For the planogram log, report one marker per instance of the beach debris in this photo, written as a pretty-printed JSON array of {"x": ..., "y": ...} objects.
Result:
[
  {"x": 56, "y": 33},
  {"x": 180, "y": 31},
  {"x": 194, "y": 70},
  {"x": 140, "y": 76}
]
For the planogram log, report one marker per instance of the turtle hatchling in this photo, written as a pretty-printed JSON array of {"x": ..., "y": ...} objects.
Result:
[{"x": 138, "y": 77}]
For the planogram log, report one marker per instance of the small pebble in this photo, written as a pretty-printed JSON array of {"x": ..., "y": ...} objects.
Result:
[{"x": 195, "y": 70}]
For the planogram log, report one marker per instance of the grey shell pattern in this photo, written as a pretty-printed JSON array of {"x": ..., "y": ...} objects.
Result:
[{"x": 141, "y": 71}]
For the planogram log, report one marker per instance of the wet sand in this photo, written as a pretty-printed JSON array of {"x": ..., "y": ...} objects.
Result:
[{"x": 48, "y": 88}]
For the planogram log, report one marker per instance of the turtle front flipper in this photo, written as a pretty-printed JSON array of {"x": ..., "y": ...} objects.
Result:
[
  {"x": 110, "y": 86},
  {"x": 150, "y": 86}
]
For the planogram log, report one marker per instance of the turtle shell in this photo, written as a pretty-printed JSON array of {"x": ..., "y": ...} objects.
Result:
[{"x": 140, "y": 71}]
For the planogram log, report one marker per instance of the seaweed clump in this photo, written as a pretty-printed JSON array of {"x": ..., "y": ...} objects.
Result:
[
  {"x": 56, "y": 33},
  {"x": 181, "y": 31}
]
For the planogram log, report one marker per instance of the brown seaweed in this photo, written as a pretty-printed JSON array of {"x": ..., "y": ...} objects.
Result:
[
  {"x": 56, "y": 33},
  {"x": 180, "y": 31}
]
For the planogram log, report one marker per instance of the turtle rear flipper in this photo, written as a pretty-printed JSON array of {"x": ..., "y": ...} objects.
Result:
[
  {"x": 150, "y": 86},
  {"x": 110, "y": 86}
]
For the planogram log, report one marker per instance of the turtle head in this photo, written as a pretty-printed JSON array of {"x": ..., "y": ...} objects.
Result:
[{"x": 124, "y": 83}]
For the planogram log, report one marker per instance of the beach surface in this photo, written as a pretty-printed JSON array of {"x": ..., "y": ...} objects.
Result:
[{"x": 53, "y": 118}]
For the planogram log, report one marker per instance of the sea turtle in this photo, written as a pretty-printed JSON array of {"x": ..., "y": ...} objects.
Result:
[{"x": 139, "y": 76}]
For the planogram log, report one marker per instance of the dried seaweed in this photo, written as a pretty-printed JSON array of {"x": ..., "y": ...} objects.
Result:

### GIVEN PROBLEM
Lay out every line of the rows above as a numbered list, omitting blank lines.

### WRITTEN SOLUTION
1. For the planogram log, report one marker per instance of the beach debris in this photo, written as a pretty-printed JSON array of {"x": ..., "y": ...} objects.
2. Result:
3. [
4.   {"x": 56, "y": 33},
5.   {"x": 180, "y": 31},
6.   {"x": 194, "y": 70},
7.   {"x": 140, "y": 76}
8. ]
9. For the planogram log, report one marker per instance of the turtle hatchling in this photo, written as a pretty-printed JSON array of {"x": ..., "y": ...} objects.
10. Result:
11. [{"x": 138, "y": 77}]
12. For the planogram log, report one marker per instance of the small pebble in this photo, written as a pretty-printed JSON array of {"x": ..., "y": ...} objects.
13. Result:
14. [{"x": 195, "y": 70}]
15. For the planogram log, report one marker per instance of the grey shell pattern in this photo, written as a pretty-printed JSON array of {"x": ..., "y": ...} objects.
16. Result:
17. [{"x": 141, "y": 71}]
18. For the planogram log, report one marker per instance of the wet sand in this photo, written as a pretty-printed JSON array of {"x": ..., "y": ...} objects.
19. Result:
20. [{"x": 48, "y": 88}]
21. For the planogram log, report one marker per instance of the turtle front flipper in this photo, written as a pretty-printed JSON array of {"x": ..., "y": ...} objects.
22. Result:
23. [
24.   {"x": 110, "y": 86},
25.   {"x": 150, "y": 86}
26. ]
27. For the planogram log, report one marker per instance of the turtle shell in this photo, written as a pretty-printed JSON array of {"x": ..., "y": ...} objects.
28. Result:
29. [{"x": 140, "y": 71}]
30. For the planogram log, report one marker per instance of the seaweed clump in this photo, written as a pretty-printed JSON array of {"x": ..., "y": ...} objects.
31. Result:
32. [
33.   {"x": 56, "y": 33},
34.   {"x": 181, "y": 31}
35. ]
36. For the planogram log, report one marker per instance of the brown seaweed in this photo, written as a pretty-printed JSON array of {"x": ..., "y": ...} objects.
37. Result:
38. [
39.   {"x": 56, "y": 33},
40.   {"x": 180, "y": 31}
41. ]
42. For the planogram log, report one marker per instance of the turtle rear flipper in this photo, written as a pretty-printed JSON array of {"x": ..., "y": ...} objects.
43. Result:
44. [
45.   {"x": 150, "y": 86},
46.   {"x": 110, "y": 86}
47. ]
48. For the planogram log, report one marker per instance of the turtle head in this photo, written as a pretty-printed JSON array of {"x": ..., "y": ...} objects.
49. Result:
50. [{"x": 124, "y": 83}]
51. For the planogram log, report one marker per instance of the beach surface in this photo, written as a pretty-printed JSON array of {"x": ..., "y": ...} objects.
52. Result:
53. [{"x": 53, "y": 118}]
54. For the planogram log, report one marker per instance of the sea turtle in this photo, written as a pretty-printed JSON array of {"x": ..., "y": ...} objects.
55. Result:
56. [{"x": 139, "y": 76}]
57. For the planogram log, report one marker per instance of the dried seaweed in this photo, written as a pretty-printed JSON array of {"x": ..., "y": ...} objects.
58. Result:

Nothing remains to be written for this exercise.